#### EXTRAIT DU TEXTE
#####

Pourtant, dès les premiers moments de contact le personnel commet bien souvent des erreurs qui sont difficilement rattrapables lors de l’interaction commerciale. Une de ces erreurs concerne par exemple le fait de ne pas se rendre disponible pour un client parce que le vendeur évalue mal celui-ci.
Marie-Cécile Cervellon et al. ont récemment conduit une étude à paraitre dans le JRCS (note de la rédaction : JRCS est l’acronyme de Journal Retailing and Consumer Services) sur les stéréotypes et notamment le stéréotype dit de statut qui consiste à discriminer le client en fonction de signes extérieurs de richesse. Les stéréotypes sont généralement formés sur la base d’une personne âge, le sexe, l’origine ethnique, l’orientation sexuelle ou la classe sociale. Ils servent d’économiseurs cognitifs, fournissant un accès immédiat à l’information concernant un individu. Ce phénomène d’évaluation et de catégorisation du client en fonction de son apparence provient de la nécessité, pour un vendeur, de s’adapter au client et pour ce faire d’utiliser des raccourcis cognitifs servant à prendre des décisions concernant les ventes potentielles afin de gérer plus efficacement le processus de vente. Des études indiquent une utilisation accrue des stéréotypes quand les gens sont en situation de pression temporelle, ce qui est le cas lorsqu’un vendeur ou tout personnel en contact se trouve en interaction commerciale. Les stéréotypes induisent une simplification de la réalité, un traitement de l’information limité et conduisent à des comportements axés sur le stéréotype.

#####

#### EXERCICES
1. D'après l'extrait sur les stéréotypes des vendeurs, dans quelle situation les gens recourent-ils davantage aux stéréotypes ?
2. Poursuivez l'extrait sur les stéréotypes des vendeurs envers les clients, en reprenant juste après sa dernière phrase.

#### DONNÉES FOURNIES
#####

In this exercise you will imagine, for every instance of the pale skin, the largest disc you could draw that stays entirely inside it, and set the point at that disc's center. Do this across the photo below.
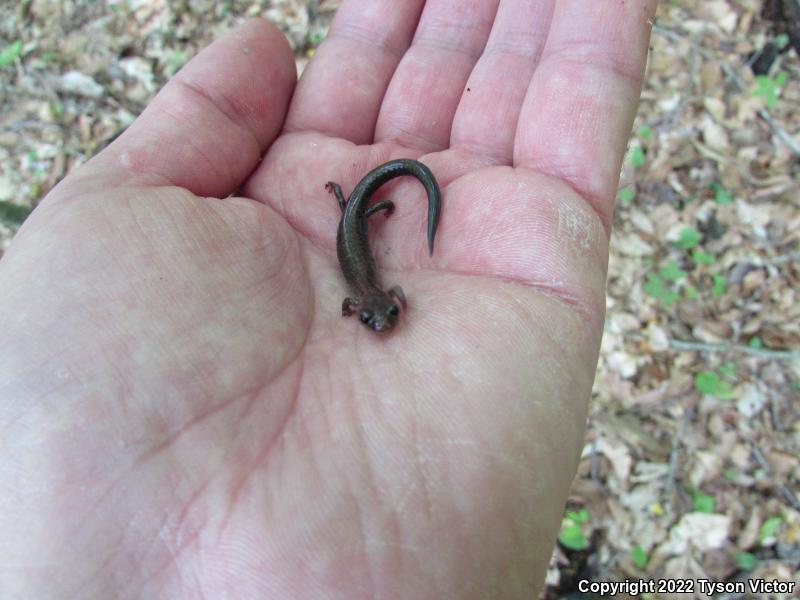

#####

#### RÉPONSES
1. En situation de pression temporelle.

2.
Une forme de stéréotype qui peut affecter la qualité de la relation vendeur-client est le stéréotype de statut ou de classe sociale. Il correspond au fait que les individus forment leur impression et jugent une personne en fonction de ses vêtements et accessoires. Par exemple, un vendeur peut conclure qu’un client appartient à une classe supérieure parce que celui-ci porte une montre de luxe. Une fois que l’employé a affecté ce client à une classe, l’employé peut fournir un service différent. Ainsi à la minute où un client pénètre dans un magasin, le vendeur peut avoir une impression fondée sur des informations facilement accessibles telles que des signes extérieurs de statut, puis adapter son investissement en fonction de cette première impression. Bien que les impressions du client puissent être modifiées au cours de la rencontre de vente, cette première impression fournit un cadre de référence qui dirige l’interaction initiale. Ce processus de catégorisation peut conduire à des comportements discriminatoires tels que l’attente du client ou la proposition d’offres de prix inférieurs. Or nous savons que la proactivité du personnel et son adaptabilité au client a un fort impact sur la satisfaction du client.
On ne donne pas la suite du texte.